# [Provided passage]
+++
Officers and Executive Council

The officers of the organization shall consist of a President, Vice President, and Treasurer.  These Officers shall serve as the Executive Council.  All officers shall serve a one (1) year term. No two (2) officers can be from the same organization.

Section 1.  Election:  Candidates will be nominated by members then voted on by the voting members. Officers shall be elected following the annual meeting. Terms will begin in September.

Section 2.  Duties of Officers and Executive Council.

President:  The President shall be the Chief Executive officer of the organization.  He/she shall be present at meetings of the membership and of the Executive Council.  The president shall preside at meetings and is responsible for the operations of the organization in conformity with the decisions of the membership.

(Immediate Past President: The Immediate Past President shall be a member of the Executive Council. Responsibilities include assisting the President and serving in an advisory role to all officers.)

Vice President:  The Vice President, a member of the Executive Council, shall assist the President and shall in the absence or disability of the President, perform the duties and exercise the powers of that office.  He/she shall serve as Ex-officio on all committees.

Treasurer/: The Treasurer, a member of the Executive Council, shall be responsible for all funds of the association.  The Treasurer will collect dues and keep an account of all monies received and expended for use of the association and shall make disbursements as authorized by the officers.  A report of available funds and expenditures will be presented at regularly scheduled meetings.  Funds may be drawn only on the signature of the Treasurer or designated officer of the Executive Council.  All records are subject to review by the Executive Council at any timeAt the expiration of the Treasurer’s term of office, all records, monies, and other property of the association shall be delivered to the successor within ten (10) days.

Executive Council:  The Executive Council shall conduct all business of the association.  The Council shall meet annually, shall review financial records of the association semi-annually and report findings to the membership. The Executive Council will act as a liaison with other state associations. The Council may approve duly made and seconded motions regarding the conduct of the business association via e-mail or other such telecommunications device subject to the approval being unanimously consented to by the members of the Council. When meeting in person or via conference call, any vote for approval need not be unanimous.
+++
# [Given records]
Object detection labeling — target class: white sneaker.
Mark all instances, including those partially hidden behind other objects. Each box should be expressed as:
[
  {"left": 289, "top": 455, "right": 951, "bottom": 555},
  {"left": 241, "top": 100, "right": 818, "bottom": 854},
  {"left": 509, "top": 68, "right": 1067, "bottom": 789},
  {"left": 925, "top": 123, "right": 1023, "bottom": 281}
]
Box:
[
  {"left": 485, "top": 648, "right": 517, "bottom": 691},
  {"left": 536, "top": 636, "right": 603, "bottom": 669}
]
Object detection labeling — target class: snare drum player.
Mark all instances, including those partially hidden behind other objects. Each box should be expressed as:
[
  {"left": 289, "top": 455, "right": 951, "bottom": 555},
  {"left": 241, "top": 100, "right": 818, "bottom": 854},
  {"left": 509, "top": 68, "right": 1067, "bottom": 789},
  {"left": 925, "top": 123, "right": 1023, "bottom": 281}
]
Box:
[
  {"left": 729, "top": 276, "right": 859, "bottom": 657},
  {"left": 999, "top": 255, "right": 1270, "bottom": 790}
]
+++
# [Exercise requirements]
1) According to the bylaws section on officers and the Executive Council, in what month do officers' terms begin?
2) Write a continuation of the bylaws section on officers and the Executive Council, starting after its final sentence.

# [Task responses]
1) September.

2)
Section 3:  Committees.  Committees shall be appointed by the Executive Council.  Committees will keep minutes of all meetings and furnish a copy and report to the Executive Council at the next meetingCommittees shall perform assigned duties as directed by the Executive Council.  Communications, Education, Membership, and  Advocacy shall be standing committees of the AASCA. Other ad hoc committees may be established by the Executive Council in their discretion as the need arises.

Section 4:  Meetings.  The meetings of AASCA shall be planned by the Executive Council.  The Council will designate time, place, and agenda.  Notice to all members will be in writing/e-mail.  Minutes of each meeting shall be forwarded to all members with in ten (10) working days.

Section 5:     Funding for ASCA  meetings.  At the first meeting of the year, after budget review, if funding for meetings is available, up to two members of the executive council will be funded to attend the ASCA annual meeting; one of the attendees will be the Administrative Assistant of AASCA or person responsible for acting as liaison between AASCA and potential vendor sponsors of the AASCA Annual Meeting .  If funds are available for more than two officers, another officer who has not attended or a representative from a center, as determined by the President may be offered the funds.

ARTICLE VI:  Dissolution of Association

If at any time AASCA dissolves, the properties or monies should not be distributed or used to benefit any member of the association.  After payments of debts or liabilities of the association, the monies shall be transferred into a fund exclusively for charitable purposes whose goals and objectives meet the approval of the sustaining members by majority vote.